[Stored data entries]

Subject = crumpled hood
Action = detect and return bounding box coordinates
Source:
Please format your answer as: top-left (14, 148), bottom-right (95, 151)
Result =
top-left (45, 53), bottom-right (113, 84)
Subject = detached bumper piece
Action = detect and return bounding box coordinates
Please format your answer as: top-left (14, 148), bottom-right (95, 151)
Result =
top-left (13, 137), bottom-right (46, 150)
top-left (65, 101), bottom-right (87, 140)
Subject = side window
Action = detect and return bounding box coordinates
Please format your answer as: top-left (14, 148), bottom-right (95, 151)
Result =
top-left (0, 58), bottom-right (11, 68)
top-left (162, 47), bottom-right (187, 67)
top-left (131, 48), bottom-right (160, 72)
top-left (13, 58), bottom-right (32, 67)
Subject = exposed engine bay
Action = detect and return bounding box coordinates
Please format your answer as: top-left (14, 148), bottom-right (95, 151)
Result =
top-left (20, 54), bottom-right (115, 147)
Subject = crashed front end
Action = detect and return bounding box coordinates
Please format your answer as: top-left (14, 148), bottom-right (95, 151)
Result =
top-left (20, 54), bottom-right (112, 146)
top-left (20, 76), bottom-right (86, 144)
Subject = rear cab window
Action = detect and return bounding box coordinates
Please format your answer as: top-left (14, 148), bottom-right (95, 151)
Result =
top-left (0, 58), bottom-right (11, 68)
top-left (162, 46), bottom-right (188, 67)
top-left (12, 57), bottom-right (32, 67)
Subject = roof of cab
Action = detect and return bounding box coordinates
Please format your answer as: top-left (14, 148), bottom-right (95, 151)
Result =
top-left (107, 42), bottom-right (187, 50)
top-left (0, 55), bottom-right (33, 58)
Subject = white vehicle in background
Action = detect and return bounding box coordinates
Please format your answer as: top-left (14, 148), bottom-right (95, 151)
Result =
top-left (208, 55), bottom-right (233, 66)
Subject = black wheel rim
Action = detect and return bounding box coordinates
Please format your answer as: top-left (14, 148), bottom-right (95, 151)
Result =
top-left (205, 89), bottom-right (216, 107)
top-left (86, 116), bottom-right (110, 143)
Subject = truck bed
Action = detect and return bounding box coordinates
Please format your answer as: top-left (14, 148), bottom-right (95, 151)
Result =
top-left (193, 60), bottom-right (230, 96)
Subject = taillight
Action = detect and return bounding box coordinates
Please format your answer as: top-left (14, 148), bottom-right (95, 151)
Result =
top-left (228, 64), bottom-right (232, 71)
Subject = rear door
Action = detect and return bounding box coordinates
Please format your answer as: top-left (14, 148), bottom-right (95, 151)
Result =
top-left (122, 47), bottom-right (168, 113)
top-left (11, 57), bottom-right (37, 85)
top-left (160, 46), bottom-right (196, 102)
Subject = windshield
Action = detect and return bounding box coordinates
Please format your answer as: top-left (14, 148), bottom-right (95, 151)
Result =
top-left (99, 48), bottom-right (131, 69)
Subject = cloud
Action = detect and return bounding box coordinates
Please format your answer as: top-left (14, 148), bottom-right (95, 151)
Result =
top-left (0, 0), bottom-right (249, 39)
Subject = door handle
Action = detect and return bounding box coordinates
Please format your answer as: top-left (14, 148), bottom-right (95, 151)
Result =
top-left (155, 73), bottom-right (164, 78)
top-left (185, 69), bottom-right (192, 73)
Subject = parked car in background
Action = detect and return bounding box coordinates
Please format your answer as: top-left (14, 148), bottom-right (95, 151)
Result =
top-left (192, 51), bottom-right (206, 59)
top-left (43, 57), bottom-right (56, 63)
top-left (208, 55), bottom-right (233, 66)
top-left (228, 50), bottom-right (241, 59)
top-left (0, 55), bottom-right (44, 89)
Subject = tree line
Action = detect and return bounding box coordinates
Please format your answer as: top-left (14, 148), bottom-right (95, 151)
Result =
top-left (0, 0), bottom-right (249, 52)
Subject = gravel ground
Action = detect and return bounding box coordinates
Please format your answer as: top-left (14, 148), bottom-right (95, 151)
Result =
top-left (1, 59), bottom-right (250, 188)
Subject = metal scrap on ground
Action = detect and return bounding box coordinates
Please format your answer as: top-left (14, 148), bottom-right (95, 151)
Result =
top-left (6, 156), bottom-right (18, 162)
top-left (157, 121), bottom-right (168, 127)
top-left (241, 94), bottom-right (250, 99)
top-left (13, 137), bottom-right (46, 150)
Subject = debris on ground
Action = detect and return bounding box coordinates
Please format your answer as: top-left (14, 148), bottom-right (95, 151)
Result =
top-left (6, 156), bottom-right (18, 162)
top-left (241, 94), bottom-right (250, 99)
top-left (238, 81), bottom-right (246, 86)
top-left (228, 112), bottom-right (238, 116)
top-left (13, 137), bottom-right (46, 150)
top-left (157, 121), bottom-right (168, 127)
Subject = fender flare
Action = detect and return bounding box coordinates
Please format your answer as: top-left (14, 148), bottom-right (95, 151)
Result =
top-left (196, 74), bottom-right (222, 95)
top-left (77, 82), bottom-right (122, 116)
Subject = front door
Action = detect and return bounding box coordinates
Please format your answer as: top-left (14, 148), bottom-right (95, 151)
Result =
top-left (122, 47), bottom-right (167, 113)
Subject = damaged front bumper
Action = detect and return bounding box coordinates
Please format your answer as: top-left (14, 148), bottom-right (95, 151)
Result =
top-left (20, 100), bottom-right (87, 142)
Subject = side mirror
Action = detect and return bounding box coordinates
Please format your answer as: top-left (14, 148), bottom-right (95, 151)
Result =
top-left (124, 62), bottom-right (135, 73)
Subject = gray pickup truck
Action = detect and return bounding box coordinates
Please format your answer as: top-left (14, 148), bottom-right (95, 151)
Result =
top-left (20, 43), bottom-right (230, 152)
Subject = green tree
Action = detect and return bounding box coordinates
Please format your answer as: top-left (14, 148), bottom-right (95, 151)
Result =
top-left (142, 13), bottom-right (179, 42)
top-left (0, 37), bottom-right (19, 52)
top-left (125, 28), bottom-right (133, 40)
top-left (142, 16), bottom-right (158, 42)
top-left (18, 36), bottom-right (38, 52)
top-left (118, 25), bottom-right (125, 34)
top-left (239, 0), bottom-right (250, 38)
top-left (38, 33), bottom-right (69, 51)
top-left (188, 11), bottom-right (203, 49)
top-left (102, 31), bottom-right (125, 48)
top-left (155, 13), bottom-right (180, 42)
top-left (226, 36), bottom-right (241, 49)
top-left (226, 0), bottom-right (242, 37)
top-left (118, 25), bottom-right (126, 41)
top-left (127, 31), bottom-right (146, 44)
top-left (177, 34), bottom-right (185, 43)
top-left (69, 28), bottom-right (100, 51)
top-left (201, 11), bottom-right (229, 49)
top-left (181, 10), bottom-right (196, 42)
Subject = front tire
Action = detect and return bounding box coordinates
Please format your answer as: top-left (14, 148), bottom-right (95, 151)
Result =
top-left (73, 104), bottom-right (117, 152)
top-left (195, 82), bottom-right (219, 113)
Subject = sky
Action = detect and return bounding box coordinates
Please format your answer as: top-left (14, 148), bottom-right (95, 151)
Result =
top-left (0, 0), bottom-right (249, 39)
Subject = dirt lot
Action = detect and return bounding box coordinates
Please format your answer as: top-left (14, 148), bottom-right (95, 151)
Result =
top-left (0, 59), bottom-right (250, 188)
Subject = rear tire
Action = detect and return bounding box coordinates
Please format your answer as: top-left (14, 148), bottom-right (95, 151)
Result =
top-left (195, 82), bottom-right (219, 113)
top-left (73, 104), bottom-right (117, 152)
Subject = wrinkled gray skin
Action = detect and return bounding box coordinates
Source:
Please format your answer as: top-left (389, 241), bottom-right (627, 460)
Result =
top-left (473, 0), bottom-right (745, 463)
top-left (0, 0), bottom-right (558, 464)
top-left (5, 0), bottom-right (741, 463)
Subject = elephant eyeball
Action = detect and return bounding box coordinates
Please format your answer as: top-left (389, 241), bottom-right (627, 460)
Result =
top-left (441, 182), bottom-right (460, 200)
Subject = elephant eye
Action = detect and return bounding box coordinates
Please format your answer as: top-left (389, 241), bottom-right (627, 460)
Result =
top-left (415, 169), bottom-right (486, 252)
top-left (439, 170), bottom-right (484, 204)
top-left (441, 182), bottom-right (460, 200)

■ WHAT TO DO ■
For every line above that includes the word "truck", return the line.

■ SOLUTION ■
Subject = truck bed
Subject = gray pickup truck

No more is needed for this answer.